_Exercise prompt_:
Your answer must be the lines from the first record through the line that contains "target | distant building", copied exactly and without any pictures.
::::
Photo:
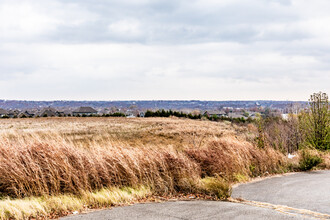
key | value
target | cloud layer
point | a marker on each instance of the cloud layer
(210, 50)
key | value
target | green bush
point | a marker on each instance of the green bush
(216, 186)
(308, 161)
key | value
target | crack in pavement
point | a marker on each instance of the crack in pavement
(281, 208)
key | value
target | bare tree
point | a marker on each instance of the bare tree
(316, 122)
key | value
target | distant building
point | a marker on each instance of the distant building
(48, 112)
(84, 111)
(217, 113)
(25, 114)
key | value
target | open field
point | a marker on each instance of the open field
(47, 158)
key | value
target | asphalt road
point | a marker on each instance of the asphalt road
(297, 196)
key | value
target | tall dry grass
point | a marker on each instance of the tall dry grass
(42, 157)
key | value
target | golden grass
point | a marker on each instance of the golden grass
(46, 162)
(53, 206)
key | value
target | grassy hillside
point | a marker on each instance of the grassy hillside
(99, 162)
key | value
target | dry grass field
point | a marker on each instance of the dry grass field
(58, 165)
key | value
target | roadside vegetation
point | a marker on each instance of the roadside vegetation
(54, 166)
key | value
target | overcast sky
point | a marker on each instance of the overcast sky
(167, 49)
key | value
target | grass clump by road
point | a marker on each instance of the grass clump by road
(309, 160)
(55, 206)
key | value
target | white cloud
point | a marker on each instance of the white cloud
(170, 49)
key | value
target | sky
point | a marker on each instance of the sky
(165, 49)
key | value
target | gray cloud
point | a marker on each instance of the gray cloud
(144, 49)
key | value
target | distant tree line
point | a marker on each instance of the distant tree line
(168, 113)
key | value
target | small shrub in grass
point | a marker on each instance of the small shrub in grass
(308, 161)
(216, 186)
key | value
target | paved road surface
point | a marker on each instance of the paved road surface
(275, 198)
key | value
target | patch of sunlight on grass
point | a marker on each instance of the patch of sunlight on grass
(45, 205)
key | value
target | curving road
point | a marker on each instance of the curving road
(296, 196)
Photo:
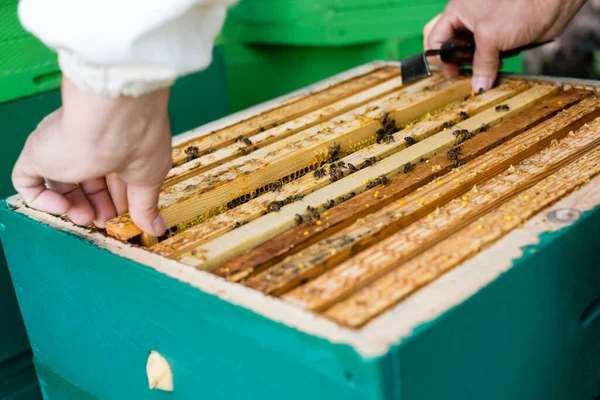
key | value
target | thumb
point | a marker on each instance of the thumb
(485, 65)
(143, 208)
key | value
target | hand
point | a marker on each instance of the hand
(99, 157)
(497, 25)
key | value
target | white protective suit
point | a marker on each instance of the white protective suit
(126, 47)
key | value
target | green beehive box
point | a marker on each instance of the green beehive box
(29, 81)
(518, 321)
(298, 42)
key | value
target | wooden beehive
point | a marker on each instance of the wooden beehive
(360, 203)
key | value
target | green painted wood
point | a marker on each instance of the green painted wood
(55, 387)
(257, 73)
(521, 337)
(328, 23)
(18, 380)
(195, 100)
(94, 317)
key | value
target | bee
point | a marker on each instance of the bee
(448, 125)
(384, 118)
(191, 150)
(410, 140)
(335, 175)
(384, 180)
(192, 153)
(334, 151)
(454, 153)
(381, 133)
(275, 186)
(372, 184)
(319, 173)
(387, 139)
(275, 205)
(369, 161)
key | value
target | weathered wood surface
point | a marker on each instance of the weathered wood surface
(246, 145)
(257, 207)
(442, 223)
(214, 188)
(377, 226)
(390, 289)
(236, 242)
(284, 113)
(348, 212)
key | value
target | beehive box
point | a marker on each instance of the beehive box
(358, 239)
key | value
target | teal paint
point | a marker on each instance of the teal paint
(195, 100)
(521, 336)
(55, 387)
(18, 380)
(94, 317)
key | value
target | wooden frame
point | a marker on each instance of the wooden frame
(370, 340)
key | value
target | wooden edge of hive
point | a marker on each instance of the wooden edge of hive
(460, 283)
(277, 102)
(236, 294)
(386, 330)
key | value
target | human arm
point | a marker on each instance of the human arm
(497, 25)
(107, 150)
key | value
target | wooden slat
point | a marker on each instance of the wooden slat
(234, 243)
(284, 113)
(212, 189)
(269, 136)
(255, 208)
(378, 260)
(392, 288)
(348, 212)
(335, 249)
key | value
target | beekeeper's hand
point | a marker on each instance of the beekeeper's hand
(107, 149)
(97, 157)
(497, 25)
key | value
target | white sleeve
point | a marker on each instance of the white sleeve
(126, 47)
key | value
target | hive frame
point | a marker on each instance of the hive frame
(391, 327)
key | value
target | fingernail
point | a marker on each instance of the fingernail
(482, 83)
(159, 225)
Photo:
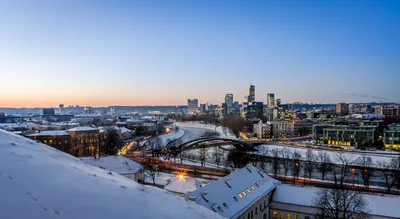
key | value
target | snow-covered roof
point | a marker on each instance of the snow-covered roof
(118, 164)
(38, 181)
(49, 133)
(379, 205)
(183, 186)
(368, 116)
(226, 190)
(82, 129)
(11, 126)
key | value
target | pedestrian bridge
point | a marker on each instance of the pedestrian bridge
(193, 144)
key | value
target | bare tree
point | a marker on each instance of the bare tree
(343, 171)
(309, 164)
(390, 171)
(150, 171)
(285, 154)
(366, 163)
(275, 163)
(296, 164)
(341, 204)
(325, 164)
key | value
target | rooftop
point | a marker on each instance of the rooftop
(82, 129)
(380, 205)
(50, 133)
(230, 195)
(37, 181)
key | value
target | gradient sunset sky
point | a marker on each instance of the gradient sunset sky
(115, 52)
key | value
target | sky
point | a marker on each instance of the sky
(145, 52)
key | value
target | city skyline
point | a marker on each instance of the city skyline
(139, 53)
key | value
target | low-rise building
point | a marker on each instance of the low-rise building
(85, 141)
(282, 128)
(58, 139)
(346, 135)
(391, 137)
(262, 130)
(118, 164)
(245, 193)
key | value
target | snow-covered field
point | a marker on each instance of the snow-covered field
(223, 132)
(333, 154)
(37, 181)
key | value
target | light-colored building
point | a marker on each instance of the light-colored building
(118, 164)
(262, 130)
(229, 100)
(297, 202)
(388, 111)
(392, 137)
(281, 128)
(244, 194)
(342, 109)
(271, 100)
(85, 141)
(193, 106)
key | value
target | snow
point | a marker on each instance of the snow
(82, 129)
(183, 186)
(353, 155)
(118, 164)
(12, 126)
(217, 193)
(49, 133)
(223, 131)
(380, 205)
(37, 181)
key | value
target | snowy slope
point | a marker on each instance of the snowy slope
(37, 181)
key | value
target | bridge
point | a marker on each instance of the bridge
(192, 144)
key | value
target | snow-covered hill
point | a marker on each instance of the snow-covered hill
(37, 181)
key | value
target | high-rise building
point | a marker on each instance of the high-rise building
(229, 100)
(342, 109)
(271, 100)
(89, 110)
(193, 106)
(203, 108)
(252, 95)
(61, 109)
(278, 102)
(48, 111)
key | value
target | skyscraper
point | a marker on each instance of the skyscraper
(271, 100)
(229, 100)
(252, 95)
(342, 109)
(193, 106)
(278, 102)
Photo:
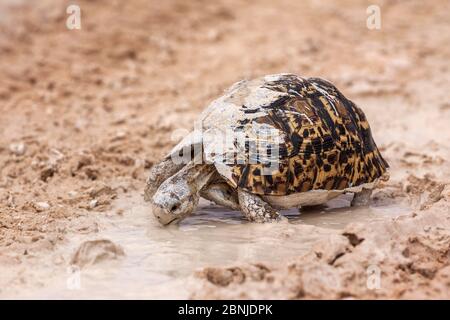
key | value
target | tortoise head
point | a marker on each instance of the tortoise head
(174, 201)
(177, 197)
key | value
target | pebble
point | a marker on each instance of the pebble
(18, 149)
(41, 206)
(93, 203)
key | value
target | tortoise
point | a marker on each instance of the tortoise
(276, 142)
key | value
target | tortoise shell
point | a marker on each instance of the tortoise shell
(325, 141)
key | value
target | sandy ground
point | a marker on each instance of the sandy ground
(85, 114)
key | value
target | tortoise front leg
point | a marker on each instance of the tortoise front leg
(256, 209)
(158, 174)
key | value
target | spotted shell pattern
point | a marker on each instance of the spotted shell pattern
(327, 142)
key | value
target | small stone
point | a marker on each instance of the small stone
(18, 149)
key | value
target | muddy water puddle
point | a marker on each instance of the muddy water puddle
(159, 260)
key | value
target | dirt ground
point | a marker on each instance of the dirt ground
(85, 113)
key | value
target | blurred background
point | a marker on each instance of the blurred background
(86, 112)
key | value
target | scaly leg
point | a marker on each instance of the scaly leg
(158, 174)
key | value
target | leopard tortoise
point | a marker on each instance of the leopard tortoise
(275, 142)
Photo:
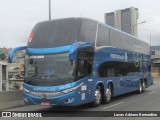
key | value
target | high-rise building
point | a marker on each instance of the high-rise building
(125, 20)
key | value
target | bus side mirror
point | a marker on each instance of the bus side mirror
(11, 53)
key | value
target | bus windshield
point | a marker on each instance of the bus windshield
(47, 70)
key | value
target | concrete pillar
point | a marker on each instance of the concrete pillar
(7, 81)
(1, 78)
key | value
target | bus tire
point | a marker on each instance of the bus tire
(107, 95)
(140, 88)
(97, 97)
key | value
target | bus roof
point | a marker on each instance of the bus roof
(67, 31)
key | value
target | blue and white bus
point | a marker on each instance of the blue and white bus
(74, 61)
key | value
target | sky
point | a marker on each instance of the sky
(18, 17)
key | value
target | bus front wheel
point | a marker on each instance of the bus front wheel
(97, 97)
(140, 89)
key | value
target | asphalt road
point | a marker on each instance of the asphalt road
(147, 101)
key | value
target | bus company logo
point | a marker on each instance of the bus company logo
(44, 89)
(116, 56)
(6, 114)
(136, 54)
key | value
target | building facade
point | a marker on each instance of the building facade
(155, 60)
(125, 20)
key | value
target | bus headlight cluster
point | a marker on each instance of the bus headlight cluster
(72, 89)
(26, 90)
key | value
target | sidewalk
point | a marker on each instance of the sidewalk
(11, 104)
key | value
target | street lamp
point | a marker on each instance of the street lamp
(137, 24)
(49, 9)
(150, 35)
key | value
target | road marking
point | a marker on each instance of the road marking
(113, 105)
(152, 92)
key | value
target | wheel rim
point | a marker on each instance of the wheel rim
(97, 96)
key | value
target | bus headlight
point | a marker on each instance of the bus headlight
(72, 89)
(26, 90)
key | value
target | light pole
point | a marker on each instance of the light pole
(150, 37)
(137, 24)
(49, 9)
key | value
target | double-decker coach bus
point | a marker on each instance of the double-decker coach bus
(74, 61)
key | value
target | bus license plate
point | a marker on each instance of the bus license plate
(46, 103)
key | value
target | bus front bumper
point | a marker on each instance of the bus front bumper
(68, 99)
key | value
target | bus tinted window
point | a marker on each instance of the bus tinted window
(114, 69)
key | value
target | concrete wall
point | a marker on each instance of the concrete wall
(8, 96)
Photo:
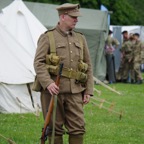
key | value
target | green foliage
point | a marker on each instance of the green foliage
(102, 127)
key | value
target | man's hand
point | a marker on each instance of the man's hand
(53, 89)
(86, 99)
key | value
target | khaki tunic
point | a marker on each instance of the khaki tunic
(68, 48)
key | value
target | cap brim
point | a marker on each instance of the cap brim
(75, 14)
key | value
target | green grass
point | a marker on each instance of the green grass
(102, 127)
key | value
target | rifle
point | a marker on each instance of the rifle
(50, 109)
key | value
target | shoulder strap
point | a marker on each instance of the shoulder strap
(52, 42)
(79, 36)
::::
_Finished exercise_:
Photo:
key | value
target | cloud layer
point | a marker on each instance of the cloud layer
(210, 50)
key | value
target | green bush
point | a marker on each instance of the green bush
(216, 186)
(308, 161)
key | value
target | crack in pavement
point | a marker on each instance of the crack in pavement
(281, 208)
key | value
target | bare tree
point | a marker on each instance of the bare tree
(316, 122)
key | value
target | distant building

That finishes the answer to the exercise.